## What to do
Repeat every record below exactly as it appears.

========

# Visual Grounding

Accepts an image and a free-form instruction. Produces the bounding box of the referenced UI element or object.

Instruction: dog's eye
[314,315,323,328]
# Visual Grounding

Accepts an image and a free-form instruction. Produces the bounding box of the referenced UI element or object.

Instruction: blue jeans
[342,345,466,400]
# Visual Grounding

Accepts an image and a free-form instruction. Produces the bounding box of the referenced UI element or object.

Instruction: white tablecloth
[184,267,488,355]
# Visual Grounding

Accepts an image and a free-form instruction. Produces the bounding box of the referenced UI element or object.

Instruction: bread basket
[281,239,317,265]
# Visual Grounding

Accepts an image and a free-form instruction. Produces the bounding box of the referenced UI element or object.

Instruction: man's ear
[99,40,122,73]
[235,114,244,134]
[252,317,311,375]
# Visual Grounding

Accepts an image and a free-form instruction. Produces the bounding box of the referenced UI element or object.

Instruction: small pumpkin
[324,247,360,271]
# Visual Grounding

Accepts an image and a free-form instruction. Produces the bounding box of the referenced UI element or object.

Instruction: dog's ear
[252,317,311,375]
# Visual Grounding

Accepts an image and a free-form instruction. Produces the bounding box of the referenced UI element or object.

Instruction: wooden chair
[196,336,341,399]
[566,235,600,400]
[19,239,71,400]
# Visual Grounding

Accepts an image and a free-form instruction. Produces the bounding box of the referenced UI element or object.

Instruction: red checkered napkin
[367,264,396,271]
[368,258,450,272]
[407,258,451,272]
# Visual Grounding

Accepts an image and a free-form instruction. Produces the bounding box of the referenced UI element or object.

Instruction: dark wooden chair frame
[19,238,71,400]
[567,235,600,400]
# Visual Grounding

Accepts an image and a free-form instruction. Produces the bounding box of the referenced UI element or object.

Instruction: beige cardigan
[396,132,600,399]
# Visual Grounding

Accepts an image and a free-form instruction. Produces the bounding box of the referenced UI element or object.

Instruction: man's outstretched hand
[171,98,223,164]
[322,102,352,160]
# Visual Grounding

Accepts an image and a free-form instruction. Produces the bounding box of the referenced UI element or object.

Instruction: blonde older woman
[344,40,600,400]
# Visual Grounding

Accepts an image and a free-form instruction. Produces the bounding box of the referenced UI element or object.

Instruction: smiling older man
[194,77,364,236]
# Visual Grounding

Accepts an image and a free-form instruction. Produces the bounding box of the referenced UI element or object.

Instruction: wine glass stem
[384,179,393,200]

========

## Answer space
# Visual Grounding

Accepts an image and a free-form instruction. Produces the bounding box of the referenced UI element or object.

Instruction: dog's eye
[314,315,323,328]
# Visual Grounding

Accepts an image and a free-form instruction. Produces the bounding box of the referenced UI element or object.

Instruction: blue jeans
[342,345,466,400]
# Visual Grounding

Accepts an image and a free-form instruction. Produces the bounding box of the referenced UI element or object.

Instruction: white tablecloth
[184,267,488,355]
# Visual Grounding

Accepts an image and a free-form instruction. Produces the bounding box of the referenced UI element or object.

Instruction: bread basket
[281,239,317,265]
# Visual Grounding

Accepts an image and a free-form instruction. Produces the bounding box of the referenced UI element or object.

Instruction: man's ear
[99,40,122,73]
[235,114,244,134]
[252,317,311,375]
# Visual Grounding

Accepts an image and a free-form instruction. Produces the bounding box of the referenced UI element or object.

Instruction: small pumpkin
[324,247,360,271]
# Visual Grounding

Accepts an image and a free-form instruction. Produces the bounding box of the referenced UI element or object.

Instruction: dog's ear
[252,317,311,375]
# Visual Grounding

Accepts an image and a free-form instruction. Produces the bounding box of the referenced UI element or object.

Instruction: wooden chair
[196,336,341,399]
[566,235,600,400]
[19,239,71,400]
# Visual Grounding

Accepts an image and a free-form instruction. Produces the bounding box of the referenced UI element or object.

Instruction: red checkered napkin
[367,264,396,271]
[368,258,450,272]
[407,258,451,272]
# Visual Grounding

Accepts an image and a free-form instruction. Produces the bounding box of the referenced UI element or object.

Instruction: dark wooden chair frame
[19,238,71,400]
[567,235,600,400]
# Visual Grounding

Accepts an image and a free-form instruction. Produces the bounding box of the referenced UI element or object.

Instruction: beige cardigan
[396,132,600,399]
# Visual Grounding

Accepts an image and a free-form instruction. Produces the bounding box of the referenced UI element or object.

Instruction: man's outstretched hand
[171,98,223,164]
[322,102,352,160]
# Visual Grounding

Accepts an image and a free-form instruction. Produces the bounding box of the referenced UI element or object.

Instruction: blonde older woman
[344,40,600,400]
# Visual Grounding

Accepts an image and a free-form instruction. Produces the bounding box of the referenced UI element or object.

Instruction: smiling older man
[194,77,364,236]
# Visual Grounding

Accepts an image and a free-form instruction. Produces the bounding box of the referenced UI element or object.

Instruction: wine glass stem
[384,179,393,200]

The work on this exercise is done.